- _WHAT TO DO_
In your answer, copy every entry that follows exactly.

- _DATA FOR ANALYSIS_
┌──

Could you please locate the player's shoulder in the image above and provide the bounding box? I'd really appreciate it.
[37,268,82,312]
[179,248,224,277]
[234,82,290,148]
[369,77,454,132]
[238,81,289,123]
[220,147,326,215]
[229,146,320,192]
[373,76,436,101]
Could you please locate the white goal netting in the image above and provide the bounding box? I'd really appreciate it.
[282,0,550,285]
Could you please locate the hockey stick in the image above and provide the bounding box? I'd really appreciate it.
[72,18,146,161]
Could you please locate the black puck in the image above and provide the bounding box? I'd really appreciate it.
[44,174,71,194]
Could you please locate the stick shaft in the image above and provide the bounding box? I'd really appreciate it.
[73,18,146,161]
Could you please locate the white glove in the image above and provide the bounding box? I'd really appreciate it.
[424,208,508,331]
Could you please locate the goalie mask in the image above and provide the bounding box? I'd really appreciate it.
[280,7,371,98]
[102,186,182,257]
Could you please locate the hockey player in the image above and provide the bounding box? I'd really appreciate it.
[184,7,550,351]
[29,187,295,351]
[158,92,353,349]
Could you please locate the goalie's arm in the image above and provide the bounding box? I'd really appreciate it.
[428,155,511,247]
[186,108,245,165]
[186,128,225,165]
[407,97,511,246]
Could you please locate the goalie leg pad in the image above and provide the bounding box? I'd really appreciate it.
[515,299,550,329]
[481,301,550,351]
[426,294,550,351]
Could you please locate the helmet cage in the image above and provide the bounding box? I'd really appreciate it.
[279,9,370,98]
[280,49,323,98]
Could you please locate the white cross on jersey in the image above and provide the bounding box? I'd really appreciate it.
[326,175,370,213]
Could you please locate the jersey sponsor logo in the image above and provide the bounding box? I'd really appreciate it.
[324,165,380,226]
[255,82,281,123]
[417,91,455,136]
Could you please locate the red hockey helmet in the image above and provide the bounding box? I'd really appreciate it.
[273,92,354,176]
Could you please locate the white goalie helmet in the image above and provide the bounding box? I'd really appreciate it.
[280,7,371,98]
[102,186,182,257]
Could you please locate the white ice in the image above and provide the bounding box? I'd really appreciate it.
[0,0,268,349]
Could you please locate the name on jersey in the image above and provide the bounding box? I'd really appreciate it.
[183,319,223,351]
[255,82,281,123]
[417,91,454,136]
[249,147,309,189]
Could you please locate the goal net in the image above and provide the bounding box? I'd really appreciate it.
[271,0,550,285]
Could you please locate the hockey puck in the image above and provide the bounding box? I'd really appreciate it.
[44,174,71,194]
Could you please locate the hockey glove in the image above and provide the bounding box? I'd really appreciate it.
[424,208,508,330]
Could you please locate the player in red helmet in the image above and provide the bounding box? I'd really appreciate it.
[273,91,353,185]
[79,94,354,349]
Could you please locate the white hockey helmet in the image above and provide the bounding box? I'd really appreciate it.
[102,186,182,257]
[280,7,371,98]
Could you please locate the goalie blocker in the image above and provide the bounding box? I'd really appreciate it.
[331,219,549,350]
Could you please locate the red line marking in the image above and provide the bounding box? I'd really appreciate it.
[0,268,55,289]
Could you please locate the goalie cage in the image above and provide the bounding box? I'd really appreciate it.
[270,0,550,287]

└──

- _FINAL ANSWER_
Could you please locate the player's shoulder in the image above and provide the bounding box? I'd really appreciate it.
[37,268,82,312]
[179,248,224,277]
[234,82,290,148]
[369,77,454,132]
[238,81,289,123]
[220,147,326,215]
[229,146,320,192]
[373,76,436,101]
Could you please locate the white goal netting in the image above and provide the bounding box? I'd really appreciate it.
[282,0,550,285]
Could you please locate the hockey stick in the image above and provide the bounding box? I'd really appreciate it.
[72,18,146,161]
Could you please locate the black puck in the image above and provide the bounding box? I'd really appreciate it.
[44,174,71,194]
Could you please locate the stick shaft in the image above and provide the bounding box? I'd really appreciate it.
[73,18,146,161]
Could you please locate the white glove in the image above and provide the bounding box? I'd really appreciate it.
[424,208,508,331]
Could you please locate the goalie mask in the image above and provide the bounding box? I'd really appreciate it.
[280,7,371,98]
[102,186,182,257]
Could you please locate the hockey player in the image above and provide the bounding box? I'd really appreciate it.
[184,7,550,351]
[29,187,295,351]
[158,92,353,349]
Could you please locate the goalie's arm in the image above and provide the bounding box? I'd really appreciate it.
[428,155,511,247]
[186,108,245,165]
[186,128,225,165]
[407,97,511,246]
Could you please locate the goalie leg pad in the image above and provide the bounding box? I'd really appreciate it.
[515,299,550,329]
[481,301,550,351]
[426,294,550,351]
Could you please locate the helmet cage in the image above and provide the bounding box? I'd really appreciate it.
[279,9,370,98]
[280,49,323,98]
Could you please locate the white cross on jersey in the image above and provide the bounding box? I'd really appreciate it.
[326,175,370,213]
Could you please locate the jersey sponsor logo in the image above and provide the bounding box? I'd really appreciate it.
[324,165,380,226]
[255,82,281,123]
[417,91,455,136]
Could you please locate the red hockey helmet in the image above and provide the bounding box? I'd really appreciate it.
[273,92,354,176]
Could you please locate the white goalie helmet in the image above and provide the bounding box? I'd really appreciate it.
[280,7,371,98]
[102,186,182,257]
Could you please locate the white ice in the image above and provide the bounding box? I'd really appreciate it.
[0,0,268,349]
Could you please locate the name on jersey in the image above and provide the bounding box? I'd really appreciate it.
[183,319,223,351]
[255,82,281,123]
[417,91,454,136]
[249,147,309,189]
Could you please locate the goal net in the image above and provide the bounding box? I'd really appreciate it.
[271,0,550,285]
Could you please locate the hockey puck in the image above and provide the bounding box? I'd really appreciate it.
[44,174,71,194]
Could you please locate the hockey glove in the image above and provide the bounding box? I'd really appreciate it.
[424,208,508,330]
Could you please locate the player in red helmet in the image above and provide the bounding box? I'd really appreciate it.
[273,91,353,185]
[79,94,354,349]
Could you please locate the white hockey helmet in the image above and provide the bounding box? I'd really appreciate it.
[102,186,182,257]
[280,7,371,98]
Could you please locate the goalie blocker in the image above and provide the bounding box? I'd really appreciate it.
[331,219,549,350]
Could you please locate the red line marking in the image above and provide the bounding box? I'd really appreciate it.
[0,268,55,289]
Could you please locate the goalie cage in the image above and provide the bounding box? I'd really appreciate it.
[270,0,550,287]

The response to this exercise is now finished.